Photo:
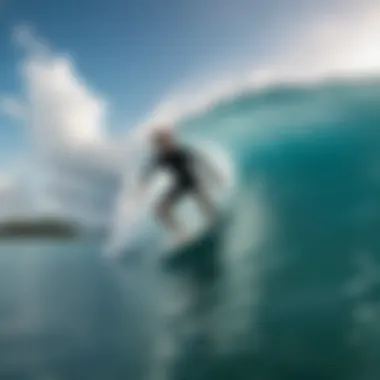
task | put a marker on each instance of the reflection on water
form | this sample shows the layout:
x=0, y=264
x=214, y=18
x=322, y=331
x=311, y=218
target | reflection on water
x=286, y=289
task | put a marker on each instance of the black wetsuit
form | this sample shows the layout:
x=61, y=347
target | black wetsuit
x=180, y=162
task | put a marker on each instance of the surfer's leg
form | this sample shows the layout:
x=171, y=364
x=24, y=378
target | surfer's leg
x=165, y=214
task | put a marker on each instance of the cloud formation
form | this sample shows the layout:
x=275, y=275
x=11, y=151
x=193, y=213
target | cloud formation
x=66, y=122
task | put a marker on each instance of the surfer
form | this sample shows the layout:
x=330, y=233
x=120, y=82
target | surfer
x=183, y=163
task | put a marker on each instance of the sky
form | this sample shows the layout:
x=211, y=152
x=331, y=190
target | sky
x=76, y=75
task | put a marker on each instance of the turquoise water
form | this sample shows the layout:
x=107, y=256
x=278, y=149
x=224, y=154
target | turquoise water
x=287, y=289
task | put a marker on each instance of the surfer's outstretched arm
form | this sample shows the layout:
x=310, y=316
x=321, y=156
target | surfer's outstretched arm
x=144, y=178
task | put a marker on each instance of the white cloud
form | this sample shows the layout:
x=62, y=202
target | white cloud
x=66, y=121
x=12, y=107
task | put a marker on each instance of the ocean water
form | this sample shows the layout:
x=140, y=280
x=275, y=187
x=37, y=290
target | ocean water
x=288, y=287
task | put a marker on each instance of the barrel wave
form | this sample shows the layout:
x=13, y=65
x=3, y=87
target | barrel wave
x=285, y=287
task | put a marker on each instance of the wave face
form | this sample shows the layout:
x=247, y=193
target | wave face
x=298, y=293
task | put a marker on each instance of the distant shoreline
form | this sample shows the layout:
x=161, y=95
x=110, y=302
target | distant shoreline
x=46, y=228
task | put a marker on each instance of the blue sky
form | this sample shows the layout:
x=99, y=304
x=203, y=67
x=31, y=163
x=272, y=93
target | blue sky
x=132, y=54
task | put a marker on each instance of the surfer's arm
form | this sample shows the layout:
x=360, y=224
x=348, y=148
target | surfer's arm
x=146, y=176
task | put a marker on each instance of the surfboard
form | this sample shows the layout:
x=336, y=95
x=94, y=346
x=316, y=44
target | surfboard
x=201, y=240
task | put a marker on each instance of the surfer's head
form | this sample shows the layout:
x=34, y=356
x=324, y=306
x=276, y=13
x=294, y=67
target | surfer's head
x=163, y=137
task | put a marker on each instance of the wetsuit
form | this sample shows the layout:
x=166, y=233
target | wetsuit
x=180, y=162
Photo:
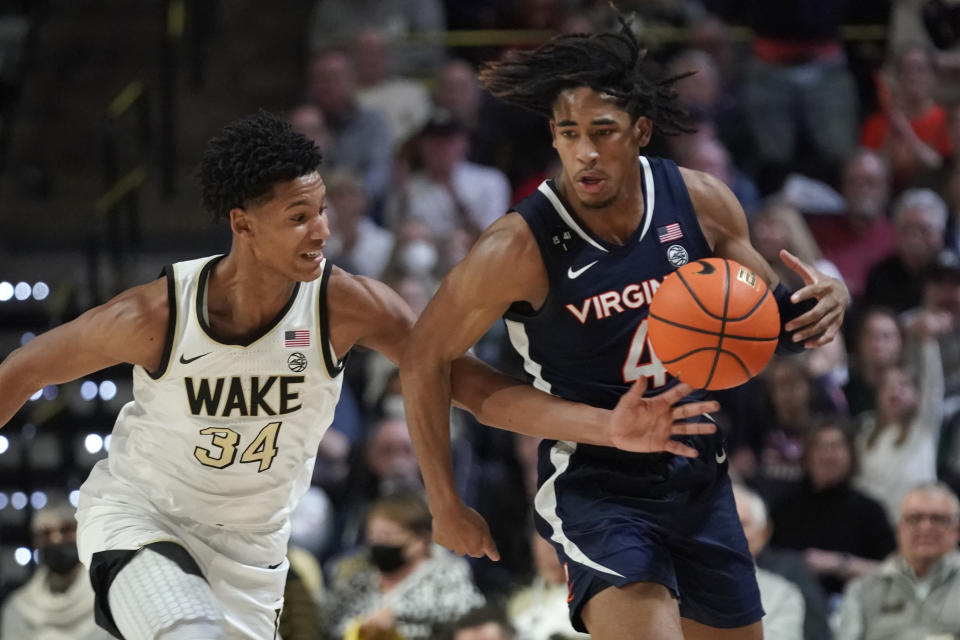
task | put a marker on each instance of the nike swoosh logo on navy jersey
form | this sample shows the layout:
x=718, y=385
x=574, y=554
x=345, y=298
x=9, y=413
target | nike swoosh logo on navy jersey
x=189, y=360
x=573, y=275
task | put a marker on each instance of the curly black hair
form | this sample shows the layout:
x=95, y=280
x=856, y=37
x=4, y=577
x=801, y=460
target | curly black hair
x=240, y=165
x=610, y=63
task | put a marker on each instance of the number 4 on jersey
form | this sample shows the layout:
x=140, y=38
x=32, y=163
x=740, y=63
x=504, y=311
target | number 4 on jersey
x=642, y=361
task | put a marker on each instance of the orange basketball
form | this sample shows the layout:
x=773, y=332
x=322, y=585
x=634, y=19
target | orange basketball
x=714, y=324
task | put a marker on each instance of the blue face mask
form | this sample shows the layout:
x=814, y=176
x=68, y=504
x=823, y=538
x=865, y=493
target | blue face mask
x=60, y=558
x=387, y=558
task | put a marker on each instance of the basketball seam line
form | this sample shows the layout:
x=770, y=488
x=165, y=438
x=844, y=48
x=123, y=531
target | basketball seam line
x=723, y=323
x=713, y=315
x=712, y=333
x=732, y=354
x=695, y=299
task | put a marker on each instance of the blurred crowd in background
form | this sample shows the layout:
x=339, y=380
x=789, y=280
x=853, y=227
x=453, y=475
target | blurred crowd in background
x=842, y=150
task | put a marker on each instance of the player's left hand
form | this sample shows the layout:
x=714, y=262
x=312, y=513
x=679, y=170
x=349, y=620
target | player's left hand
x=644, y=425
x=819, y=325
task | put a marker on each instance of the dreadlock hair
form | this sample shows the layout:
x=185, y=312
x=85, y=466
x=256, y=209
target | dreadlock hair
x=240, y=165
x=610, y=63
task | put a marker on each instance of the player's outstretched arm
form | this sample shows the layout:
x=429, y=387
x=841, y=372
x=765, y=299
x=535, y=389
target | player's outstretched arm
x=725, y=227
x=130, y=328
x=637, y=424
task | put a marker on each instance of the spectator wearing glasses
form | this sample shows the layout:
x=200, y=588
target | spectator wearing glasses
x=915, y=592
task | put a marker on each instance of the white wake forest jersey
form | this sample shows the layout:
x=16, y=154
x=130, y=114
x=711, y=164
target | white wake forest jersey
x=223, y=433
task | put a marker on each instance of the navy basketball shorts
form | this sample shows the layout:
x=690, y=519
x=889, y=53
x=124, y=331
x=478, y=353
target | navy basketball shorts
x=616, y=518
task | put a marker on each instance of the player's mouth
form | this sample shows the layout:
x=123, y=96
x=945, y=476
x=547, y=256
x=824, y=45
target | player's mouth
x=591, y=182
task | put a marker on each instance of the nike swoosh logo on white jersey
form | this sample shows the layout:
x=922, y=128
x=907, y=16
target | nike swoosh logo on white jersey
x=573, y=275
x=184, y=360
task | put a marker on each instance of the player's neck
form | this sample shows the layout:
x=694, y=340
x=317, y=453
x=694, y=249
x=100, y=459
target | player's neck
x=243, y=296
x=615, y=222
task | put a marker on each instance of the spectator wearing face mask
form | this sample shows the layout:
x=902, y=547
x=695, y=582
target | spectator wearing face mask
x=408, y=588
x=57, y=602
x=449, y=192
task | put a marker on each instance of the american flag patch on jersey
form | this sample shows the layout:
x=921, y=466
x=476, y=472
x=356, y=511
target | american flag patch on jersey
x=298, y=338
x=670, y=232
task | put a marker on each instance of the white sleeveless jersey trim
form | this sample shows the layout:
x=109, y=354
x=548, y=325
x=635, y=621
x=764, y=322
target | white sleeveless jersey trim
x=227, y=434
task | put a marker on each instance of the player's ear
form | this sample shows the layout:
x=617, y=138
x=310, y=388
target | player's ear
x=240, y=221
x=643, y=129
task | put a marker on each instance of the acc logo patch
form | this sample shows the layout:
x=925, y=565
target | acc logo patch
x=677, y=255
x=297, y=362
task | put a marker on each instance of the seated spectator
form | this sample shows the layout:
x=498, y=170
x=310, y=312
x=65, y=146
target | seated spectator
x=457, y=90
x=920, y=216
x=57, y=602
x=782, y=601
x=408, y=587
x=404, y=103
x=539, y=611
x=359, y=137
x=484, y=623
x=450, y=192
x=842, y=532
x=798, y=86
x=779, y=226
x=387, y=464
x=860, y=235
x=941, y=298
x=706, y=95
x=877, y=346
x=357, y=244
x=702, y=152
x=897, y=443
x=308, y=120
x=771, y=433
x=911, y=127
x=916, y=591
x=335, y=23
x=951, y=195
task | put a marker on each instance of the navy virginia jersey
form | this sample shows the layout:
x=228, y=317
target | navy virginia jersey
x=588, y=342
x=616, y=517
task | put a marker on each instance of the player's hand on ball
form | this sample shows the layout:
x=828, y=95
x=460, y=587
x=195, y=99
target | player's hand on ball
x=818, y=326
x=465, y=532
x=645, y=425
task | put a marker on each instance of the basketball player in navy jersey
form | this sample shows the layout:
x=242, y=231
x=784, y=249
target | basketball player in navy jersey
x=237, y=363
x=651, y=541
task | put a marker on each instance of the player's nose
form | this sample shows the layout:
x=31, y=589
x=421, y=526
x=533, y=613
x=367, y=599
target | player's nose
x=586, y=150
x=320, y=226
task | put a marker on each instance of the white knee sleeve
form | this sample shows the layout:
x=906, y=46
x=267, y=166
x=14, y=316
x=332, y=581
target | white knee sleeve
x=152, y=598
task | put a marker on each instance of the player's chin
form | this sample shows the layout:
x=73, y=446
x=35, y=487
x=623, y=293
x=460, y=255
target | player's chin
x=307, y=270
x=596, y=199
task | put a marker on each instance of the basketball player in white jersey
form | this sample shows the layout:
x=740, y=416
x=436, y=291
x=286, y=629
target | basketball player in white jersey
x=237, y=364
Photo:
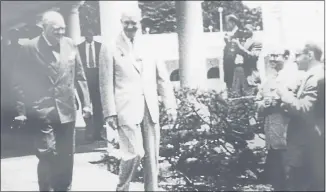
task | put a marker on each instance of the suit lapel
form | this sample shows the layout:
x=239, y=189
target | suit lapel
x=82, y=51
x=47, y=60
x=248, y=44
x=127, y=51
x=97, y=52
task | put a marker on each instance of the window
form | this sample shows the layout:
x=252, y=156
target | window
x=175, y=75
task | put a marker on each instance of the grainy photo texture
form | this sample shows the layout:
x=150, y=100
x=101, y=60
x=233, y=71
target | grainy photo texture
x=162, y=96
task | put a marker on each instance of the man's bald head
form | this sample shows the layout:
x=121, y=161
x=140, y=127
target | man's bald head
x=52, y=18
x=130, y=19
x=314, y=49
x=308, y=55
x=53, y=26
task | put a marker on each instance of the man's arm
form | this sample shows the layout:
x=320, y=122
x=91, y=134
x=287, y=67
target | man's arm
x=165, y=88
x=81, y=83
x=304, y=105
x=19, y=79
x=107, y=82
x=254, y=52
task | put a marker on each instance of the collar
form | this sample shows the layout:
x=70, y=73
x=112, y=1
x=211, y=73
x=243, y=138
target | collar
x=91, y=43
x=46, y=40
x=316, y=67
x=127, y=39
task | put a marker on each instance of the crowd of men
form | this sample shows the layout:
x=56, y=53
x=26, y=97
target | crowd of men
x=119, y=87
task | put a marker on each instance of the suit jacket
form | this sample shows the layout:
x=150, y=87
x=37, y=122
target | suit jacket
x=92, y=74
x=129, y=78
x=46, y=87
x=82, y=51
x=250, y=57
x=306, y=110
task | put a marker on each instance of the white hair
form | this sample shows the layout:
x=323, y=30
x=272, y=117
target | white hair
x=51, y=17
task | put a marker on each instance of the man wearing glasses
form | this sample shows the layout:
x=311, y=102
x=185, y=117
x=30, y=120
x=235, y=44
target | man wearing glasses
x=305, y=135
x=129, y=82
x=45, y=78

• • • •

**What you should do:** Omit every picture, and please return the entries exactly from the first line through the line with "x=24, y=378", both included.

**Answer:**
Photo:
task | put a marker on each instance of the reflection on water
form | this sample shows the layout:
x=0, y=264
x=214, y=18
x=322, y=331
x=311, y=218
target | reflection on water
x=286, y=289
task | put a marker on each instance of the black wetsuit
form | this sample shows the layout:
x=61, y=347
target | black wetsuit
x=180, y=162
task | put a marker on each instance of the surfer's leg
form | this sample shows the layout:
x=171, y=364
x=24, y=378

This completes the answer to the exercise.